Moss Park

Queen & Sherbourne Streets, Toronto, Ontario

Built in 1827, for The Hon. William Allan (1772-1853) and his wife, Leah Tyrer Gamble (1790-1858). Allan came to Canada from Scotland and within ten years had made a fortune sufficient to build this house at a reputed cost of £3,248 before spending roughly the same again furnishing it. He named his new home for the farm - Moss Farm - on which he was born and brought up near Huntly in Aberdeenshire. At that time in Toronto (when the city was still called York), Moss Park was rivalled only in size and grandeur, by the likes of The Grange.... 

This house is best associated with...

## REQUEST A
Translate this sentence from the text on Moss Park into French: "He named his new home for the farm - Moss Farm - on which he was born and brought up near Huntly in Aberdeenshire."
## REQUEST B
According to the text on Moss Park, what was the reputed cost of building the house?
## REQUEST C
Resume the text on Moss Park from the point where it stops.

## RECORD EXCERPTS
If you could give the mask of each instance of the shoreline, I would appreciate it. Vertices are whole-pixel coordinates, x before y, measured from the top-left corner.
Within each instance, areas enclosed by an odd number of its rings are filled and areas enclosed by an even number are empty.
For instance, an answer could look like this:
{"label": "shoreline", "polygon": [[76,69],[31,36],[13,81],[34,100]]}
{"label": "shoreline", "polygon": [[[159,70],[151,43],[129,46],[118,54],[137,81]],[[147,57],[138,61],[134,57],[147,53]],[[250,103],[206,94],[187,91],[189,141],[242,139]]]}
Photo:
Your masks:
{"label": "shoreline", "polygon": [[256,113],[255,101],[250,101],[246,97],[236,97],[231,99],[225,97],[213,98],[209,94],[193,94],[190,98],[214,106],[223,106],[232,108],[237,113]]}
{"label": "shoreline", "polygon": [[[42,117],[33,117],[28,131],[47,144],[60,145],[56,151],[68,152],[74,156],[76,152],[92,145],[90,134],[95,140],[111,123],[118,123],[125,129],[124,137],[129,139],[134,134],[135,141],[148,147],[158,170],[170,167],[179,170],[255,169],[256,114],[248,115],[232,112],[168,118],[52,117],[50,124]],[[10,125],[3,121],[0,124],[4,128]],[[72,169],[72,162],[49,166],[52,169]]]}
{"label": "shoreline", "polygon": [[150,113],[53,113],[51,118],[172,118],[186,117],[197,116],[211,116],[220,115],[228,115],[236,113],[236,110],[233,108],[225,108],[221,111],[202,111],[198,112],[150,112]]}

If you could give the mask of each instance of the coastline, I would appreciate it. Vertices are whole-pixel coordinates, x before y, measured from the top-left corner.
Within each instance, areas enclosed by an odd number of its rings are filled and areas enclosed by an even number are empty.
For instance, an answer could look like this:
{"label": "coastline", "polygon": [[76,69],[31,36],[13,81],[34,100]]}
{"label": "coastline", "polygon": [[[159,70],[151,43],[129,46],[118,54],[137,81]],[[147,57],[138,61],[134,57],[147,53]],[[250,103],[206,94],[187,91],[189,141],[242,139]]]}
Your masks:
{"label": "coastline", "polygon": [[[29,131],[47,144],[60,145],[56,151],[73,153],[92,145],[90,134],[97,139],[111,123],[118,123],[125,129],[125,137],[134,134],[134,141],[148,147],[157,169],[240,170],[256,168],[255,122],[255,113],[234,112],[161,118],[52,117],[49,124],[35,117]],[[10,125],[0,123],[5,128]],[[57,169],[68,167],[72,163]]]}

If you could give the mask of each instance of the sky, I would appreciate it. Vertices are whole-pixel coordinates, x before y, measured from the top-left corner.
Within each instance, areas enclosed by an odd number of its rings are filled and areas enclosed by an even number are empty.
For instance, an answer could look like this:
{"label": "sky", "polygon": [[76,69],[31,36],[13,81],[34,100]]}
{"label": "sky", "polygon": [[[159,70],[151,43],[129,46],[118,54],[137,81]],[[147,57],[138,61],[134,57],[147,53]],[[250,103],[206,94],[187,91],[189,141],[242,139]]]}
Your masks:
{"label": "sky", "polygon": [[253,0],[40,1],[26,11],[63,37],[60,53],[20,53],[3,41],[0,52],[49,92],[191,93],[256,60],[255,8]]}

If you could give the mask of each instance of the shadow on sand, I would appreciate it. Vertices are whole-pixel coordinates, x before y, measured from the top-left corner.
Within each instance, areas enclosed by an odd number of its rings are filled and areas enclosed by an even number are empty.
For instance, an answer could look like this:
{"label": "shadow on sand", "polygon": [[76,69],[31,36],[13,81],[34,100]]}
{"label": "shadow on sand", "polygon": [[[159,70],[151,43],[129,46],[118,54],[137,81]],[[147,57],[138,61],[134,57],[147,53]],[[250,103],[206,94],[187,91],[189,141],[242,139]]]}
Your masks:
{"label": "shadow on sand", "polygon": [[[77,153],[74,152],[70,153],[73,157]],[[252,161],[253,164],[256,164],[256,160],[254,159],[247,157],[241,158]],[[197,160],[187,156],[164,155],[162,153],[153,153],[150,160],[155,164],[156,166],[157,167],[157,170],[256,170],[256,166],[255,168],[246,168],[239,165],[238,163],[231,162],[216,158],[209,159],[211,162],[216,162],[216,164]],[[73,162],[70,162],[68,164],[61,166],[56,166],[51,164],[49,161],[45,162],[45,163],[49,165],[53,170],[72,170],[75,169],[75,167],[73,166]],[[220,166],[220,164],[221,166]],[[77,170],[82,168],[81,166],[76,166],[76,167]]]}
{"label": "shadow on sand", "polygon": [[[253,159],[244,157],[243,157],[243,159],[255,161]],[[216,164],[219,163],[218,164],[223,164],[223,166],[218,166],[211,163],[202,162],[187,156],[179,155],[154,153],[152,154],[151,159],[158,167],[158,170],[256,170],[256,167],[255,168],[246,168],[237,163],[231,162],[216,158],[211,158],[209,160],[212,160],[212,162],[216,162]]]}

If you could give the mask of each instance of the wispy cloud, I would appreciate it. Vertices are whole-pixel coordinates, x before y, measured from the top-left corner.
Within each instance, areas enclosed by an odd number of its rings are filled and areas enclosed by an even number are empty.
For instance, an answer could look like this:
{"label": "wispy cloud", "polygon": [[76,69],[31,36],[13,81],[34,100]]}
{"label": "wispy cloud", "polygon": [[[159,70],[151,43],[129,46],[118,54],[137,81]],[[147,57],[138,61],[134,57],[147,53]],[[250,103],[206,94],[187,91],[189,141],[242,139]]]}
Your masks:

## REPLY A
Il a donné à sa nouvelle demeure le nom de la ferme – Moss Farm – où il est né et a grandi, près de Huntly, dans l'Aberdeenshire.

## REPLY B
£3,248

## REPLY C
William Allan

The Hon. William Allan, M.P., of Moss Park, Toronto

1772-1853

Leah (Gamble) Allan

Mrs Leah Tyrer (Gamble) Allan, of Moss Park, Toronto

1790-1858

George William Allan

The Hon. George Allan, P.C., F.R.G.S., Speaker of the Senate of Canada

1822-1901

Adelaide (Schreiber) Allan

Mrs Adelaide Harriet (Schreiber) Allan

1835-1908

Except for the 2-story service wing on the north side of the house, it was a perfect square with each side measuring 50-feet. The Drawing Room measured 19.5-by-26-feet, and the Dining Room was only a fraction smaller, measuring 18-by-24-feet. Despite its beauty, what had been a happy family home became a desolate scene of utter despair during the winter of 1831-32: of the Allan's eleven children, they lost eight over those few months to consumption, whooping cough, scarlet fever, and croup. Mrs Anne Murray Powell conferred to her diary: "lamentable proof of the insufficiency of wealth to promote or rather confer happiness; Allan from a state of indigence is one of the richest men in the community; his house as you know is a Palace; its splendour has become desolation".

Their only child to reach adulthood, The Hon. George William Allan, moved into Moss Park with his second wife after his father's death in 1855. George Allan served as the 11th Mayor of Toronto, Speaker of the Canadian Senate, and was a great traveller who was subsequently elected as a member of the Royal Geographical Society in London. He filled his home with an array of artefacts that he had collected from his travels. After George died in 1901, the grand old house was demolished to make way for urbanisation.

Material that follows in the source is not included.